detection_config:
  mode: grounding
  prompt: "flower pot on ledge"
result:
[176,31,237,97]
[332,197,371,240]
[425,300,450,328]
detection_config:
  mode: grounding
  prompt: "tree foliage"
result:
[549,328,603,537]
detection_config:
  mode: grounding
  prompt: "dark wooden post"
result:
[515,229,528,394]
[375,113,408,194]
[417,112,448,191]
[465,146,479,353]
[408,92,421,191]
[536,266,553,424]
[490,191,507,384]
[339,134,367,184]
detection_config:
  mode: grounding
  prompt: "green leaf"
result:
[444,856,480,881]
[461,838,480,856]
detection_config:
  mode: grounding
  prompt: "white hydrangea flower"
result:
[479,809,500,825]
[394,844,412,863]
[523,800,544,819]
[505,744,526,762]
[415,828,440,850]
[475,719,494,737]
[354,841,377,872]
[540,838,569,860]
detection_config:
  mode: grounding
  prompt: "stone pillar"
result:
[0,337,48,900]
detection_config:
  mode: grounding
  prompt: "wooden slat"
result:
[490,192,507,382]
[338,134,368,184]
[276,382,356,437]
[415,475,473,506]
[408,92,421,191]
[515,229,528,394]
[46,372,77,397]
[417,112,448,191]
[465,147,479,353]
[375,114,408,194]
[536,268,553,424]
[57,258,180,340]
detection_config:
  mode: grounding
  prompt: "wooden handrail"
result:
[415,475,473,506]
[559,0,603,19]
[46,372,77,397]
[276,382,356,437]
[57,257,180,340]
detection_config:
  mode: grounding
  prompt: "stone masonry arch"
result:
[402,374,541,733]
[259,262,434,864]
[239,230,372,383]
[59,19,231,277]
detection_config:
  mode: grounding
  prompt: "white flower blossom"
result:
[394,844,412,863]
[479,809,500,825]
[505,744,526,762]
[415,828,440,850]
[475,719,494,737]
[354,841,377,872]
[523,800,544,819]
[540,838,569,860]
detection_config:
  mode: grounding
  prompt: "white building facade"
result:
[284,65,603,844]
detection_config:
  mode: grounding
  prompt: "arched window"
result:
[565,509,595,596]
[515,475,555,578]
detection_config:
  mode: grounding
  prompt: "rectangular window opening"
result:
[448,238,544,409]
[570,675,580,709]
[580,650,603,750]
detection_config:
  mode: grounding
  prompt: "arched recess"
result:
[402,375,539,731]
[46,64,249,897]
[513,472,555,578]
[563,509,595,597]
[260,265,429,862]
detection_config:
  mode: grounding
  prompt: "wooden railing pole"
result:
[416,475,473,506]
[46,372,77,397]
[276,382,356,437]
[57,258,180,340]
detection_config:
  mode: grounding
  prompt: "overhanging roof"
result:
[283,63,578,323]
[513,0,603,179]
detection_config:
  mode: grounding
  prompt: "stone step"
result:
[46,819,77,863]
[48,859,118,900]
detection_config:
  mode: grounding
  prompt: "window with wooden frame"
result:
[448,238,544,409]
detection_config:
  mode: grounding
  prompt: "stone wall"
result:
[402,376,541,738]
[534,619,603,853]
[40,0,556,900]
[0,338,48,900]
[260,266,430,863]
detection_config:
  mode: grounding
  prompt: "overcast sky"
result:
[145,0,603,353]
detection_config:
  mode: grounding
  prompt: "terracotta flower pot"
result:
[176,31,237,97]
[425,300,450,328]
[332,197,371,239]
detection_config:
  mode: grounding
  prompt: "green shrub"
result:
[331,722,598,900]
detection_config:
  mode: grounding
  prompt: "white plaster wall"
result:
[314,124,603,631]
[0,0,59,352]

Short problem: Rewrite the material from the very start through the line that contains "[549,328,603,537]", including the request lines, and add 6 to every number in the bounding box coordinates.

Reply to the task:
detection_config:
  mode: grounding
  prompt: "flower pot on ledge"
result:
[182,37,243,103]
[338,203,377,246]
[431,306,456,334]
detection_config:
  mode: grounding
  prompt: "tree foliage"
result:
[555,334,609,543]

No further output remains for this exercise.